■ TEKS YANG DISEDIAKAN ■
SULTRATOP.COM, BUTON TENGAH — Di puncak sebuah bukit sunyi yang memandang laut dan hutan tropis Pulau Muna, berdiri makam Sangia Wambulu, ulama agung dari masa Kesultanan Buton. Tak sekadar tempat peristirahatan terakhir, situs ini menjadi tujuan wisata religi yang memikat, tempat ziarah yang menyatukan sejarah dan spiritualitas.
Namanya Sangia Wambulu, sosok alim dari zaman Kesultanan Buton yang makamnya kini menjadi destinasi wisata religi di sebuah desa kecil bernama Baruta, Kabupaten Buton Tengah, Sulawesi Tenggara (Sultra).
Nama Sangia Wambulu sangat hidup dalam ingatan lisan masyarakat Buton. Ia dikenal juga sebagai La Ode Ali, anak negeri Buton pertama yang dipercaya menjadi Imam Masjid Agung Keraton Buton, sebuah posisi yang selama berabad-abad lebih sering dipegang oleh ulama dari luar tanah Buton.
Ketokohan Sangia Wambulu tidak terletak pada gelar atau kekuasaan. Saat hendak diberi jabatan oleh Kesultanan Buton karena pemikirannya yang tajam, ia justru memilih jalan sunyi—meninggalkan hingar-bingar keraton dan menyepi di belantara, membaktikan hidupnya pada zikir dan doa. Menjelang wafat, ia hanya meninggalkan satu wasiat: makamnya harus dirawat dan diziarahi dua kali dalam sepekan.
Kini, makam Sangia Wambulu berdiri anggun di puncak tertinggi Pulau Muna, seolah lebih dekat dengan langit daripada bumi. Secara administratif, Buton Tengah adalah hasil pemekaran dari Kabupaten Buton, namun secara geografis, sebagian besar wilayahnya, termasuk Desa Baruta, memang terletak di Pulau Muna.
Dari atas bukit itu, terlihat laut membentang dan hijaunya kampung yang dibalut hutan tropis. Peziarah terus berdatangan, menapaki jalan setapak. Bukan hanya untuk Sangia Wambulu, tetapi juga untuk merasakan kekhusyukan dan ketenangan kampung religius ini.

■ DATA YANG DISEDIAKAN ■
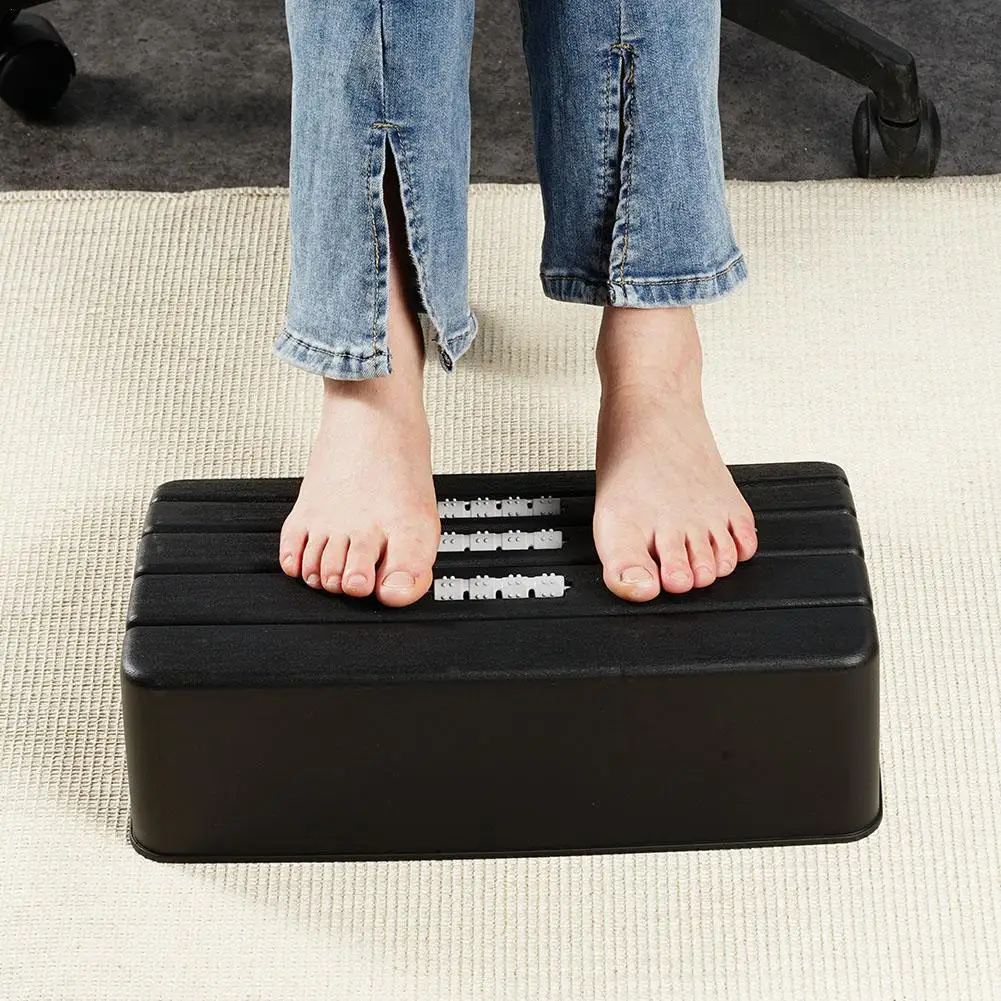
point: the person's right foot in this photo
(366, 517)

■ YANG HARUS DIKERJAKAN ■
a) Menurut teks tentang makam Sangia Wambulu, dengan nama apa lagi Sangia Wambulu dikenal?
b) Salin tanpa perubahan bagian teks tentang makam Sangia Wambulu mulai dari "Kini, makam Sangia" sampai "kampung religius ini.".

■ HASIL TIAP TUGAS ■
a) La Ode Ali.

b)
Kini, makam Sangia Wambulu berdiri anggun di puncak tertinggi Pulau Muna, seolah lebih dekat dengan langit daripada bumi. Secara administratif, Buton Tengah adalah hasil pemekaran dari Kabupaten Buton, namun secara geografis, sebagian besar wilayahnya, termasuk Desa Baruta, memang terletak di Pulau Muna.
Dari atas bukit itu, terlihat laut membentang dan hijaunya kampung yang dibalut hutan tropis. Peziarah terus berdatangan, menapaki jalan setapak. Bukan hanya untuk Sangia Wambulu, tetapi juga untuk merasakan kekhusyukan dan ketenangan kampung religius ini.